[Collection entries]

↓

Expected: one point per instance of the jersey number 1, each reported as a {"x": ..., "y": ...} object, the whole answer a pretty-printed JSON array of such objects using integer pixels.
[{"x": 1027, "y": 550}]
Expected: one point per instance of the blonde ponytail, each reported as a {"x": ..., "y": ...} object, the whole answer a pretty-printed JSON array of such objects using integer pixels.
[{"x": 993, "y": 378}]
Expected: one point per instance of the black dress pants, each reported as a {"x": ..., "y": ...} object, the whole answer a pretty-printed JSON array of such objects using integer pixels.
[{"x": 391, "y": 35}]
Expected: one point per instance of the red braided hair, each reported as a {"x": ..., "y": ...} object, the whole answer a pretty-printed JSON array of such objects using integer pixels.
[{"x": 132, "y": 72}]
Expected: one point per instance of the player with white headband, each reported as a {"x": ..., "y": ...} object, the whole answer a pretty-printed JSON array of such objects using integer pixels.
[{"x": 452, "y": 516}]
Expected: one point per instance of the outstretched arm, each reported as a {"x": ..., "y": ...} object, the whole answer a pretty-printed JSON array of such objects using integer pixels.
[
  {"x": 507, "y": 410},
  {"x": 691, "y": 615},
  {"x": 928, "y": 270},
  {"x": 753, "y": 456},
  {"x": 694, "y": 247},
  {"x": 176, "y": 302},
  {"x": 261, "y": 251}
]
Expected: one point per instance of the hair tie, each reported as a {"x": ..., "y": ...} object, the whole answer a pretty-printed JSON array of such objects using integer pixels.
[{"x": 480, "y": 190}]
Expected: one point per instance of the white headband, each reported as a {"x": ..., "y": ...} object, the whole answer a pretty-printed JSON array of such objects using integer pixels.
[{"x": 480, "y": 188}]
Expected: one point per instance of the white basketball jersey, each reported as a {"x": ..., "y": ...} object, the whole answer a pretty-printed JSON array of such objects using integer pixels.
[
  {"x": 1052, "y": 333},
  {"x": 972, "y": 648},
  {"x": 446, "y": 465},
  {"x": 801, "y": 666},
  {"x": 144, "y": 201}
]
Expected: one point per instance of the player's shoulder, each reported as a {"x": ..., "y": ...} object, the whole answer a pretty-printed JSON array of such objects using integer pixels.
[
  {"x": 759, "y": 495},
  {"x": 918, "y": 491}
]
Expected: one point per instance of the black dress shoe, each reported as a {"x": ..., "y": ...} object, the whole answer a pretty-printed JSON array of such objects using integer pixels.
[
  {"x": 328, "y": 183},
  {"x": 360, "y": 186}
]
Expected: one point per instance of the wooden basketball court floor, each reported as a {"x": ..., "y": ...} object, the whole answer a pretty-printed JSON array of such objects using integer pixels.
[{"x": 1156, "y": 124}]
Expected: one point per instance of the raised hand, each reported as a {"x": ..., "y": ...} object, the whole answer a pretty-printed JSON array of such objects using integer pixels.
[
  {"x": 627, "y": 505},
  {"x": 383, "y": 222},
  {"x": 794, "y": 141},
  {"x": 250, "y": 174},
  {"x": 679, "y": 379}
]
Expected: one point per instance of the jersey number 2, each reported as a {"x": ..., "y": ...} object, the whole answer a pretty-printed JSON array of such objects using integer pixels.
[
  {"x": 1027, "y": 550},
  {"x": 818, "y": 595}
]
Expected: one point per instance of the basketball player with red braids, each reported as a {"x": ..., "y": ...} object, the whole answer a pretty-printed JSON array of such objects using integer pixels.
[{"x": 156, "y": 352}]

↑
↓

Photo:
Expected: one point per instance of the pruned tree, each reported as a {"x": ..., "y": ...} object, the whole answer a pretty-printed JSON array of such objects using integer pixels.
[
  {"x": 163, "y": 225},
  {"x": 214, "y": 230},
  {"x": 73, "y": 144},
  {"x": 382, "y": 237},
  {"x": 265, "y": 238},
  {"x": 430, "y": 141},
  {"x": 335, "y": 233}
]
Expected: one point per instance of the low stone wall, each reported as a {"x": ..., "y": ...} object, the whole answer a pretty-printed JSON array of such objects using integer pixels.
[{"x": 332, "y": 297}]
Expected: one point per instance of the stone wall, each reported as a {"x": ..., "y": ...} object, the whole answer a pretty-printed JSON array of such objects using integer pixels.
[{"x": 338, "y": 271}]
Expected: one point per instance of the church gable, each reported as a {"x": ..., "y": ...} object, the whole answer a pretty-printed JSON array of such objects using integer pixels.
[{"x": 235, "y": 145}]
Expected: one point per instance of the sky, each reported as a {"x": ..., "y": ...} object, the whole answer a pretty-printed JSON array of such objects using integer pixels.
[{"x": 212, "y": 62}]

↑

» **What is being asked**: Please identify every line in the listing above that contains the word "dress" and copy each of those lines in full.

» **Finished answer**:
Expected: one point per instance of the black dress pants, each reported as a {"x": ..., "y": ...} object, the whole answer a pretty-printed JSON array of such objects using integer pixels.
Expected: one point per instance of the black dress shoe, each reported as a {"x": ..., "y": ...} object, the whole answer a pretty-printed JSON array of such objects using integer pixels.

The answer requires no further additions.